The Code of a Knight – Part Four

SpitPolishnew2These are thoughts from my book Spit and Polish for Husbands:

A Knight’s Personal Character

Now let’s look at a knight’s personal character according to the Old Code.

  1. A knight keeps his word and performs what he has spoken. Whatever he commits to do, he will either do it or make arrangements to have it done, or he will die trying. Thus he is careful with his words, using wisdom and discretion with every utterance of his mouth.

A knight tells the truth in a world of lies, remains loyal in a land of betrayal, and works faithfully in a culture of excuses. Even his friends might think he is overzealous, and in this zeal he often stands alone. Yet his peculiar faithfulness makes him trustworthy, even in the eyes of pretenders. His loyalty is unquestioned, even among the unfaithful. If a lie of expediency whispers its desire to be told, a horde of lesser men will stampede to tell it. Not a knight of the Old Code. To speak a falsehood is to spew poison, and he will not allow a drop of venom to leave his tongue, even if offered the treasure of Solomon or threatened with his death.

Our culture celebrates the lie. It laughs at the deceptive antics of bumbling fools on television. It elects politicians who tell the most convincing fables. It winks at “white lies” that allow a man to skip an annoying meeting or avoid a tiresome caller by saying, “Oh, I can’t talk to him right now. Tell him I’m out to lunch.”

And with one shady statement, this man falls from being a knight to being a knave. He may think he’s running with the big dogs, but he’s really wallowing with the pigs.

Whether it’s an income-tax “miscalculation” or a “forgotten” appointment, the common man excuses himself time and time again. With each falsehood, his reputation slips into the shadows, where intentions lose their luster, excuses are peddled, and buyers are few.

* [LISTED ENTRIES]:

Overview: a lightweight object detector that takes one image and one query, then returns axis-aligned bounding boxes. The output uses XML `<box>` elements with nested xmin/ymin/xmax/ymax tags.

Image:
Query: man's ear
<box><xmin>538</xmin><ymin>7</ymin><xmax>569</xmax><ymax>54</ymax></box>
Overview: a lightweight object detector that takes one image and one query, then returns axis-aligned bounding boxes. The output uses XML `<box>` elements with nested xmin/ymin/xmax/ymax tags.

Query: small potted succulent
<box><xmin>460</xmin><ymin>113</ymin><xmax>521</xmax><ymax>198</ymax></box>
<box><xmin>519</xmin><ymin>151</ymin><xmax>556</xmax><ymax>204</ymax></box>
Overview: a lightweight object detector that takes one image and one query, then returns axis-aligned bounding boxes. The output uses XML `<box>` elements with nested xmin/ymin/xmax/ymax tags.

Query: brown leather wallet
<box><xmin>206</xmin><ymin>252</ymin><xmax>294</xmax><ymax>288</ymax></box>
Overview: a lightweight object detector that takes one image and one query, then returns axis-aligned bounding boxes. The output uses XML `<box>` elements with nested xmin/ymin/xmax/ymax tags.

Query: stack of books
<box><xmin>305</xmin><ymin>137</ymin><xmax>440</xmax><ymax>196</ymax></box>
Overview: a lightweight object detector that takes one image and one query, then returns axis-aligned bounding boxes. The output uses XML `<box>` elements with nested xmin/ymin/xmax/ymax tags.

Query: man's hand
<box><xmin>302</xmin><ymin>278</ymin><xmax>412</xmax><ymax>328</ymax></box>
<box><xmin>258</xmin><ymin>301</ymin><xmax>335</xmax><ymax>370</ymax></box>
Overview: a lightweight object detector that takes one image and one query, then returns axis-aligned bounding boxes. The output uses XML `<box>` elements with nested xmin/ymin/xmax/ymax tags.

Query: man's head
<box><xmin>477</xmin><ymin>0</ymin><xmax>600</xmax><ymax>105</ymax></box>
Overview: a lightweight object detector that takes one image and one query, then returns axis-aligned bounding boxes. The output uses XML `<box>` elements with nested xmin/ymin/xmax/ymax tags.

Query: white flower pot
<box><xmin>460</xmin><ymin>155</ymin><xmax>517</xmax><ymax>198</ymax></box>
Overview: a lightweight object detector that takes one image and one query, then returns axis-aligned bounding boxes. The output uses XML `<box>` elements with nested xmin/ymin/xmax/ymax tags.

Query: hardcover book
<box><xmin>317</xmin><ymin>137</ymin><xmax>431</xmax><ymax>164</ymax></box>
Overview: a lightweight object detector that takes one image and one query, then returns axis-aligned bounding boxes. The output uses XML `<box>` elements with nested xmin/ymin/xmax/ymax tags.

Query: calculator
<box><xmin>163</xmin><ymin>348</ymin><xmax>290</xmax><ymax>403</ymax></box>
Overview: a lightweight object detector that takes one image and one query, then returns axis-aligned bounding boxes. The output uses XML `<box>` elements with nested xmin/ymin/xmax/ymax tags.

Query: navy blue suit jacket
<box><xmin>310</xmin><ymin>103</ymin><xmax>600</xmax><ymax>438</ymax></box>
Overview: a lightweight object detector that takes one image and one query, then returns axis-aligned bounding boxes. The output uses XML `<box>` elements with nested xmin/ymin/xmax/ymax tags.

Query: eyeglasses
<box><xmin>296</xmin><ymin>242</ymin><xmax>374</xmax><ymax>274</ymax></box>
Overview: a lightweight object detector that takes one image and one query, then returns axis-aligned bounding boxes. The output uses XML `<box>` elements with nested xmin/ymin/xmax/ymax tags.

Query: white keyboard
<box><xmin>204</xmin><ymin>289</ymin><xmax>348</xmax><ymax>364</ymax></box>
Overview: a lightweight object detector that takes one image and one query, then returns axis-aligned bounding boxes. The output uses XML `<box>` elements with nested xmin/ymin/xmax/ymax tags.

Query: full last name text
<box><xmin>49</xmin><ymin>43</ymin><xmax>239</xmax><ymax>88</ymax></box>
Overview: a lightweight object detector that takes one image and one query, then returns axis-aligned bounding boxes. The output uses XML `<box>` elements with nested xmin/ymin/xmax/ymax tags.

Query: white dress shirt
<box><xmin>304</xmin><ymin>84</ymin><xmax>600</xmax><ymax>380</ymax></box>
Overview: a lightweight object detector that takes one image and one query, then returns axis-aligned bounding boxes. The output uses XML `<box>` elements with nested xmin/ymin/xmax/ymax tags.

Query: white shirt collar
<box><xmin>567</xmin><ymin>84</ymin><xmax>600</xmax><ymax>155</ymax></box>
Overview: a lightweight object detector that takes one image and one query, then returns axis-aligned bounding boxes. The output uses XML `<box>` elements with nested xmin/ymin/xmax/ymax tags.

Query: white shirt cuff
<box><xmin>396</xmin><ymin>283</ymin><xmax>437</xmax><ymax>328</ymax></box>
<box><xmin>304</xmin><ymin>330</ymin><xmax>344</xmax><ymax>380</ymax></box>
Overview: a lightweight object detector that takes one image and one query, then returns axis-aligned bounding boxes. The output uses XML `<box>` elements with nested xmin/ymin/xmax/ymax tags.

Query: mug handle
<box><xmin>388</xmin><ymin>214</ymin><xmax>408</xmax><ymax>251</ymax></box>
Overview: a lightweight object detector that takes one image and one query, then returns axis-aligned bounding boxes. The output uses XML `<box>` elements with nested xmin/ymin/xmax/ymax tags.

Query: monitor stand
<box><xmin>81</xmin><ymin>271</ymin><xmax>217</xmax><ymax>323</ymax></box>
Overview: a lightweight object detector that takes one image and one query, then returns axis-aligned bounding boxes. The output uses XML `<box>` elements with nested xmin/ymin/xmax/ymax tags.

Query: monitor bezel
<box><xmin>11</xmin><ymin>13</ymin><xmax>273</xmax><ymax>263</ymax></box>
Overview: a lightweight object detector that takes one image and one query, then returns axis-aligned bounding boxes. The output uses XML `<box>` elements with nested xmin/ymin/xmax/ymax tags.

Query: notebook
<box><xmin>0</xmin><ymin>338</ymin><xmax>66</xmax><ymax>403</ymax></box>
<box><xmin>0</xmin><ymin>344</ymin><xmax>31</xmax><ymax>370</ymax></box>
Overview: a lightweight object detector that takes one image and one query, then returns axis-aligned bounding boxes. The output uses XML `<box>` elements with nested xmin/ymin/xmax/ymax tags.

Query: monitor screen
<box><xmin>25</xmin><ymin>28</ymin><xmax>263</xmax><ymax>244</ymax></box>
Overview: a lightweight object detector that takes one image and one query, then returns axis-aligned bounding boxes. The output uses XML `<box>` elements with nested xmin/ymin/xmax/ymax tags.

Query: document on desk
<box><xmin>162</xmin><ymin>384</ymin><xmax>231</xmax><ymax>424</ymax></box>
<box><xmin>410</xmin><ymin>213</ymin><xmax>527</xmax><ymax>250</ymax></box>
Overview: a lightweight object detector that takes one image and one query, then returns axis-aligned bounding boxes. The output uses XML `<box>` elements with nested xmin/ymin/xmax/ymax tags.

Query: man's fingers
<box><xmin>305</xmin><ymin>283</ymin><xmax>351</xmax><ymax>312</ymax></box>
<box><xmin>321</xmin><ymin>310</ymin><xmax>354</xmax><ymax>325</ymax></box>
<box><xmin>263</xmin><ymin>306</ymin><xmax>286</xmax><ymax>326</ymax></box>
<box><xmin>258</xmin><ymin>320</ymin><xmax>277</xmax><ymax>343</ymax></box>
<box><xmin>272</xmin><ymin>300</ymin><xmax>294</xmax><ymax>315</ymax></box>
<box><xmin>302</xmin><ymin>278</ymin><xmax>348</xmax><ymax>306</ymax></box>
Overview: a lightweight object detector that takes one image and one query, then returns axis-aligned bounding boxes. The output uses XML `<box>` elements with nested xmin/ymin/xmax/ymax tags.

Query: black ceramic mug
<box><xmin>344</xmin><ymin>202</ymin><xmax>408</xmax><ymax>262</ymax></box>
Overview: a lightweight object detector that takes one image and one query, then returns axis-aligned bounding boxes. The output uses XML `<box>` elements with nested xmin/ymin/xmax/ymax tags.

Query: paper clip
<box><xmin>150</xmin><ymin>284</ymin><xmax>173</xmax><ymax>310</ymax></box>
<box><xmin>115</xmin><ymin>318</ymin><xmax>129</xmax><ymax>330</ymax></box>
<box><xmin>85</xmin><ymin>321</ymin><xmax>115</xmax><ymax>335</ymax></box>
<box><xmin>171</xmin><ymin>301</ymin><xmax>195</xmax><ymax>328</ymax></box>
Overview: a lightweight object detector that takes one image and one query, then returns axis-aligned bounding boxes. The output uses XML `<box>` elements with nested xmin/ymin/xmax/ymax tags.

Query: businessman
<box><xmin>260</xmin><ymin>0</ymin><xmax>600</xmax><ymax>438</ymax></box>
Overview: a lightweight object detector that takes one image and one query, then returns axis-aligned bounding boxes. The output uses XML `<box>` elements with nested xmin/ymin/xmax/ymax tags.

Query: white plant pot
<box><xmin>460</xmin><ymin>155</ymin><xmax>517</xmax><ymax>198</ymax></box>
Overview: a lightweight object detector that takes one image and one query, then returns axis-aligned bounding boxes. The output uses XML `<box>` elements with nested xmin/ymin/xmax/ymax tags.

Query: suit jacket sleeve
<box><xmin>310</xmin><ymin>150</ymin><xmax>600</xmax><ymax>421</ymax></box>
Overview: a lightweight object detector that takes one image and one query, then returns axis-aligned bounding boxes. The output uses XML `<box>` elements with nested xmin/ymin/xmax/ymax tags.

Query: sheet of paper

* [WORK ITEM]:
Extend the piece on a knight's personal character, starting after its last sentence, the one ending "and buyers are few."

* [TASK RESULT]:
Are we living in the shadows? What price do we place on our integrity? A few extra dollars in a tax refund? An escape from a pest? A way out of a jam? What could possibly be worth the stripping of our mantle of honor? And our shame is so much the worse if we make excuses, trying to explain why a code of honor doesn’t apply to us.

In contrast, a knight of the Old Code stands boldly in the sun. He carries no shame. He is unafraid of examination. The next time you look in the mirror, look yourself in the eye. Can you say without a twinge of conscience, “I am a man of honor”? If you can, great! Now, can you look your wife in the eye and say the same thing? Does she hold her hand over her mouth and start spewing laughter? Does she avoid your gaze and change the subject? Or does she embrace you and say, “I know. And I thank God for a man like you”?

Think about it. What kind of example does a liar set? If you allow yourself to tell lies, which lies will you allow your wife to tell you? How about your children? Will they give honest answers to a man who so casually splits his tongue?

Lying spreads like cancer and envelops an entire family. It spins a spider’s web, and it traps a liar in its sticky strands because each lie requires another to keep it from falling apart. A man may begin to believe his own lies, but it won’t take long for everyone else to forsake his word. Whether it takes a hundred lies or a dozen for someone to lose faith with other people, it takes only one lie to sear his conscience and make him more able to tell the next. With just one lie, he violates the Old Code, and, should his wife discover his falsehood, his armor is stained in her eyes. Only the miracle of grace and forgiveness will ever remove that mark.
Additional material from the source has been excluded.